- [The exercise]: Start at the line containing "Expected: one point per instance of the man's" and continue through the last of the lines, reproducing each one with every "instance" changed to "occurrence" and nothing else altered.

# START OF Task inputs

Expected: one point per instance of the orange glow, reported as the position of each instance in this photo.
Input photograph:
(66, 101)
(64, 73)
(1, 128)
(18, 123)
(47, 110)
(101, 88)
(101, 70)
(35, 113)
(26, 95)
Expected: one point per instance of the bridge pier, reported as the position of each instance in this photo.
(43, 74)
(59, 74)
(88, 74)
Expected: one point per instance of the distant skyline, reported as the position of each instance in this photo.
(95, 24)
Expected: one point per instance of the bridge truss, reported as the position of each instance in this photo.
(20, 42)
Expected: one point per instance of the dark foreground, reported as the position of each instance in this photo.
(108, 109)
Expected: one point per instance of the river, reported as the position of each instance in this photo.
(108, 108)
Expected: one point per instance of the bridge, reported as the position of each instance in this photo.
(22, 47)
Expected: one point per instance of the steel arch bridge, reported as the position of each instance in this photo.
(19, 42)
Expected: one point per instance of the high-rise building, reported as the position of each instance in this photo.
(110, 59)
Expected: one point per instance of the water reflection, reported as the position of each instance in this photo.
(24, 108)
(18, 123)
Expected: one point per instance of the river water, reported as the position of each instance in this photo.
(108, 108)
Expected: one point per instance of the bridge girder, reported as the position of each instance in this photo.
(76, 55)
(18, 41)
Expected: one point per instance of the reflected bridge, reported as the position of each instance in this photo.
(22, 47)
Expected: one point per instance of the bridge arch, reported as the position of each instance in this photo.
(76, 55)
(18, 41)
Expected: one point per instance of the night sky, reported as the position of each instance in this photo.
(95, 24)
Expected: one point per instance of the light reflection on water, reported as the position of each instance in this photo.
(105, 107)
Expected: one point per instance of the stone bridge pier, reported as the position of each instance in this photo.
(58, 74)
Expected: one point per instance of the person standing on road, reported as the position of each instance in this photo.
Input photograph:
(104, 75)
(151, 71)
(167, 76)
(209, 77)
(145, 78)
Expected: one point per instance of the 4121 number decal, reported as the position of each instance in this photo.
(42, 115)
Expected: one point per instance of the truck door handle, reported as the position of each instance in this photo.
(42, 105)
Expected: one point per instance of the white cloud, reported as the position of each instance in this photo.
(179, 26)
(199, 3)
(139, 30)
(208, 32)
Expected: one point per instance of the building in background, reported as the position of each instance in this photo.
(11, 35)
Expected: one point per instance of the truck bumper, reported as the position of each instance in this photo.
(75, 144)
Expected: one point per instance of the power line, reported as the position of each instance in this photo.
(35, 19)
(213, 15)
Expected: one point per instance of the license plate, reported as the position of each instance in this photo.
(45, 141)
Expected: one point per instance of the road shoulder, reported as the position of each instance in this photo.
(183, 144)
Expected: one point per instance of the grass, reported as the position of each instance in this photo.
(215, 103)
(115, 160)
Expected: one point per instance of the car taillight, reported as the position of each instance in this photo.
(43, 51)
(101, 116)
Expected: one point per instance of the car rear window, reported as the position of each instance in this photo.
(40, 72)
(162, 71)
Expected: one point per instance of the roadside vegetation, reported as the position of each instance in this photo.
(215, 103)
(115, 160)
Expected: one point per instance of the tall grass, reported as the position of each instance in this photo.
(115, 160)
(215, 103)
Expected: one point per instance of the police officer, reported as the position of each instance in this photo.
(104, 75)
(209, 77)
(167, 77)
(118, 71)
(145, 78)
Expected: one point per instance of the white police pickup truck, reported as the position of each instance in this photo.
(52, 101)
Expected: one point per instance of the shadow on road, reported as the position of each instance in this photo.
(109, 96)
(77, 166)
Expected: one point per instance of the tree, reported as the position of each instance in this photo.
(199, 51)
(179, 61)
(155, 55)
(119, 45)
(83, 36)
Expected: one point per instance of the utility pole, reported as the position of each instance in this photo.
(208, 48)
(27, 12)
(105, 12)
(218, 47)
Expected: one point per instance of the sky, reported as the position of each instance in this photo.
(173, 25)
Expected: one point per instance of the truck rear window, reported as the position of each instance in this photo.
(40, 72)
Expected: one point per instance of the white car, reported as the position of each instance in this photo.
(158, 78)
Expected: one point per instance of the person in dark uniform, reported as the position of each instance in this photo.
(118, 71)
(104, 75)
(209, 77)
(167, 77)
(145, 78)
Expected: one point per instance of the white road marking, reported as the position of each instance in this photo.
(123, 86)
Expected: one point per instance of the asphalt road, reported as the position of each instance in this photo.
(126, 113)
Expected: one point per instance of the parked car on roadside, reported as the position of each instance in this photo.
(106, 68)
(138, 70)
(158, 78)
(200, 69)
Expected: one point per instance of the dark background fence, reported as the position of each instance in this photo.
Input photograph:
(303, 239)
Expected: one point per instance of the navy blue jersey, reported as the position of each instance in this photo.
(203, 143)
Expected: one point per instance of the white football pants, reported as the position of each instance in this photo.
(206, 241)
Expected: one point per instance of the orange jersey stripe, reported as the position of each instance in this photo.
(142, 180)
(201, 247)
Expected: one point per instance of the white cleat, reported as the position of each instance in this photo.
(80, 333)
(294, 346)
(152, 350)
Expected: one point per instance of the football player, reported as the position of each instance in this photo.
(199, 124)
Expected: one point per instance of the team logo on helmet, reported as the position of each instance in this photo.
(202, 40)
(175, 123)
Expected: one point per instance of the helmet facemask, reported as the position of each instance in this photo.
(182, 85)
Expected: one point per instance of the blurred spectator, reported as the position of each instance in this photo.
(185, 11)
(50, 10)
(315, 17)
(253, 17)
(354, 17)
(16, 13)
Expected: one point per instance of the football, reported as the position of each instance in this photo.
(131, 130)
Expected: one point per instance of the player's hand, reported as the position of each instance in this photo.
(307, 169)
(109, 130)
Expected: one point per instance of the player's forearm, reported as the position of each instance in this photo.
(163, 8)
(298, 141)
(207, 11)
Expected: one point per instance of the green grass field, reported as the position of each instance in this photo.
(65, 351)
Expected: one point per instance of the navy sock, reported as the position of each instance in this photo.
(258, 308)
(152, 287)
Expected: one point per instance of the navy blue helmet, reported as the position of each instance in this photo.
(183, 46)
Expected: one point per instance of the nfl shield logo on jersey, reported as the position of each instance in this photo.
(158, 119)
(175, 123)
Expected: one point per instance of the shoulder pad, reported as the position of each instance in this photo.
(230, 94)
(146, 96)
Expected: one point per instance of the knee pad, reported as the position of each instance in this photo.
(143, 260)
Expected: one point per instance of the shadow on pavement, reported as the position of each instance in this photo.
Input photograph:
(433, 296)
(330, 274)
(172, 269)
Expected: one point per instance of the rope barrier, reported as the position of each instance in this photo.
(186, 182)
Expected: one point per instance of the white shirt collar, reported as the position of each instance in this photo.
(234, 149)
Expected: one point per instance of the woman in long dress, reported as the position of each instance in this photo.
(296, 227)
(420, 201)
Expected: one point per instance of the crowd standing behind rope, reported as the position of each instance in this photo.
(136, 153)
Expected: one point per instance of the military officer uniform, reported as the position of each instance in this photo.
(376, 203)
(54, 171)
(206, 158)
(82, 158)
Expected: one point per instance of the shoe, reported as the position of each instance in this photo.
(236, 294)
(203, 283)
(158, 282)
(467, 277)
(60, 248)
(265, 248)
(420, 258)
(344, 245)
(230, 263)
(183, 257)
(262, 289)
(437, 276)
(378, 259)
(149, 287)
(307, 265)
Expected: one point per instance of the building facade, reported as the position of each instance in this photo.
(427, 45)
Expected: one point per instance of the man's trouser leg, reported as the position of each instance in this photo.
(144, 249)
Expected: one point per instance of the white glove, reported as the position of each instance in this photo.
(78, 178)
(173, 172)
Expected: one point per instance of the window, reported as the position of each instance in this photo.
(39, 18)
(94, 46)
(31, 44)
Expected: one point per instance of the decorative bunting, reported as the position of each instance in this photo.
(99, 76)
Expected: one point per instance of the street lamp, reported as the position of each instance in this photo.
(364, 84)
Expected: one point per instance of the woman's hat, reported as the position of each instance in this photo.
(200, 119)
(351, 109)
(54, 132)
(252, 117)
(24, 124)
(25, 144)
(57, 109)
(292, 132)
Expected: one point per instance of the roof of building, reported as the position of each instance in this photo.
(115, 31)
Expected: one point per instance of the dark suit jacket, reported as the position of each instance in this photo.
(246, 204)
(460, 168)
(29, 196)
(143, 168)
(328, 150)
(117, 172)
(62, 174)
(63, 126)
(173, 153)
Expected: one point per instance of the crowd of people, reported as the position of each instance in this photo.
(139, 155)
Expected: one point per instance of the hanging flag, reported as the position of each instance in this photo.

# END OF Task inputs

- [Exercise solution]:
Expected: one point per occurrence of the man's trouser leg, reported as the position of each occurrence in this photo.
(144, 249)
Expected: one point per occurrence of the white glove, reported as the position of each occurrence in this photo.
(78, 178)
(173, 172)
Expected: one point per occurrence of the window, reported as the position of each occurrence in this photo.
(39, 18)
(94, 46)
(31, 44)
Expected: one point per occurrence of the decorative bunting, reported as the position of each occurrence in this photo.
(99, 76)
Expected: one point per occurrence of the street lamp, reported as the position of each occurrence in this photo.
(364, 84)
Expected: one point per occurrence of the woman's hat, reported as the position of each occurrence in this photo.
(200, 119)
(351, 109)
(54, 132)
(252, 117)
(24, 124)
(25, 144)
(57, 109)
(292, 132)
Expected: one point per occurrence of the roof of building, reported as the position of each occurrence in this photo.
(115, 31)
Expected: one point per occurrence of the dark suit jacket, reported as the position of each occurrence in this photo.
(246, 204)
(460, 168)
(29, 196)
(143, 168)
(328, 150)
(117, 172)
(62, 174)
(63, 126)
(173, 153)
Expected: one point per occurrence of the crowd of people, reported as the position of each occurrence in this photo.
(139, 155)
Expected: one point per occurrence of the hanging flag, reported as the position of each occurrence in this photo.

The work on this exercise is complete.